Task instructions:
Output all entries precisely.

The input:
=== Section Start ===

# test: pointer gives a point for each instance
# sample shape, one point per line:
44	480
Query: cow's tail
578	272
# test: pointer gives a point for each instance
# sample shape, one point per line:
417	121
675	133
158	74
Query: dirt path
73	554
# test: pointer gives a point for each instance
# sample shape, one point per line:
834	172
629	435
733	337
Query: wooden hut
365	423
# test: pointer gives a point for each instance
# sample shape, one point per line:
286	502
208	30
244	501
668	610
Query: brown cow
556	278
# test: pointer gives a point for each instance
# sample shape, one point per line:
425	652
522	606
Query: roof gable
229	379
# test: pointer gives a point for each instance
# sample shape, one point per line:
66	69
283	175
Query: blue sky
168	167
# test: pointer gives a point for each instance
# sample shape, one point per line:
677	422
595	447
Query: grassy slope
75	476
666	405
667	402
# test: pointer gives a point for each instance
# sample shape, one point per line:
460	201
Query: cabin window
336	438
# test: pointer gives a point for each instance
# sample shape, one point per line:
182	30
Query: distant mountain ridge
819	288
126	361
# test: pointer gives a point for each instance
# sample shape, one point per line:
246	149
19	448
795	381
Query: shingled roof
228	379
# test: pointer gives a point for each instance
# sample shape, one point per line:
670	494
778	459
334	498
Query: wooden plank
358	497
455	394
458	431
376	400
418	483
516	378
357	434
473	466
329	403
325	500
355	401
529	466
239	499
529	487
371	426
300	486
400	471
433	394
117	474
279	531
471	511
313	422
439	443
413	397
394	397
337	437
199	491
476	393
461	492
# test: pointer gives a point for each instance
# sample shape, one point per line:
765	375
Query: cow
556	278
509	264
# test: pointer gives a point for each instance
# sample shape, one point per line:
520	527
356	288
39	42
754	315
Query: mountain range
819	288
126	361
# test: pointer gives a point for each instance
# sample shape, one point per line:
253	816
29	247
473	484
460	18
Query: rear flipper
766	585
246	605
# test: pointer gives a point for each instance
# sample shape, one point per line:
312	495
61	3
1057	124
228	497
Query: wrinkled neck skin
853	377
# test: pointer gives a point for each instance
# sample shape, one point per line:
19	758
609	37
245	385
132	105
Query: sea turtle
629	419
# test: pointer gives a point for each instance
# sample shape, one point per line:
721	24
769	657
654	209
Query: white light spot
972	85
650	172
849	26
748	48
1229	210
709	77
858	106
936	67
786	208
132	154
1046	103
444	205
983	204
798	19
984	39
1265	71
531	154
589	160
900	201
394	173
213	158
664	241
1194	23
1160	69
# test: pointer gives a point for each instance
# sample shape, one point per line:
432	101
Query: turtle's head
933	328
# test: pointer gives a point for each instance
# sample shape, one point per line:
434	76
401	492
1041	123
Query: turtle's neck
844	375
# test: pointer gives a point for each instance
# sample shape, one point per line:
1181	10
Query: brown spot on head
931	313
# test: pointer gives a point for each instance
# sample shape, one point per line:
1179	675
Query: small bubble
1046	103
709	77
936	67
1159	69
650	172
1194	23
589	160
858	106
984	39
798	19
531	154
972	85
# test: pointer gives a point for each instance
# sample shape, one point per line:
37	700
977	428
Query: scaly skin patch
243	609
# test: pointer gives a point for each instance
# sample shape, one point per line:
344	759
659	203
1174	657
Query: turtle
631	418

=== Section End ===

Answer for the task:
# test: pointer gives a point for each instance
# sample shape, one point per line:
44	480
Query: cow's tail
578	272
# test: pointer gives a point for each instance
# sample shape, one point per line:
417	121
675	133
158	74
Query: dirt path
73	554
# test: pointer gives a point for each instance
# sample shape, one point per line:
834	172
629	435
733	337
Query: wooden hut
365	423
# test: pointer gives a point for each instance
# sample shape, one point per line:
286	502
208	30
244	501
668	610
Query: brown cow
556	278
# test: pointer gives a point for each instance
# sample shape, one point per line:
425	652
522	606
Query: roof gable
229	379
# test: pointer gives a point for each instance
# sample shape, one point per line:
66	69
283	175
Query: blue sky
168	167
# test: pointer gives a point for each instance
# sample shape, one point per line:
677	422
595	447
Query: grassy slope
75	476
666	405
667	402
# test: pointer gives a point for each instance
# sample shape, one point per line:
460	201
Query: cabin window
336	438
# test: pointer gives a point for each instance
# sample shape, one point per line:
182	30
Query: distant mountain ridge
819	288
126	361
# test: pointer gives a point for each instance
# sample shape, one point per line:
246	149
19	448
795	381
Query: shingled roof
228	379
# test: pointer gives a point for each instance
# sample shape, one point per line:
670	494
778	459
334	498
Query: wooden plank
358	497
455	394
458	431
376	400
418	483
516	378
357	434
473	466
329	403
325	500
355	401
529	466
239	499
529	487
371	426
300	486
400	471
433	394
117	474
279	531
471	511
313	422
439	443
413	397
394	397
337	437
199	491
476	393
461	492
# test: pointer gives a point for each instance
# sample shape, one point per line:
765	375
Query: cow
556	278
509	264
# test: pointer gives a point for each instance
# sample shape, one point per line:
520	527
356	288
39	42
754	315
Query: mountain range
819	288
126	361
# test: pointer gives a point for each instance
# sample shape, one point per line:
253	816
29	247
473	484
460	18
Query: rear flipper
766	585
246	605
# test: pointer gives a point for each instance
# sample shape, one point per line:
312	495
61	3
1057	124
228	497
Query: wrinkled neck skin
853	377
# test: pointer gives a point for each instance
# sample shape, one point per line:
19	758
609	37
245	385
132	105
Query: sea turtle
629	419
# test: pointer gives a point for each instance
# sample shape, one point per line:
721	24
769	657
654	209
Query: white light spot
972	85
650	172
849	26
748	48
1229	210
709	77
858	106
936	67
786	208
132	154
1046	103
444	205
983	204
798	19
984	39
1265	71
531	154
589	160
900	201
394	173
213	158
664	241
1194	23
1160	69
# test: pointer gives a point for each instance
# sample shape, one point per line:
432	101
Query: turtle's head
933	328
# test: pointer gives a point for each instance
# sample shape, one point per line:
434	76
401	492
1041	123
Query: turtle's neck
844	375
# test: pointer gives a point for each instance
# sample shape, one point per line:
1181	10
Query: brown spot on head
931	313
# test: pointer gives a point for each instance
# sample shape, one point per line:
1179	675
Query: small bubble
1046	103
709	77
936	67
1159	69
650	172
1194	23
589	160
858	106
984	39
798	19
531	154
972	85
# test: pointer gives a point for each instance
# sample shape, one point per line:
37	700
977	428
Query: scaly skin patch
243	609
# test: pointer gives a point for each instance
# sample shape, one point per line:
344	759
659	203
1174	657
Query: turtle
631	418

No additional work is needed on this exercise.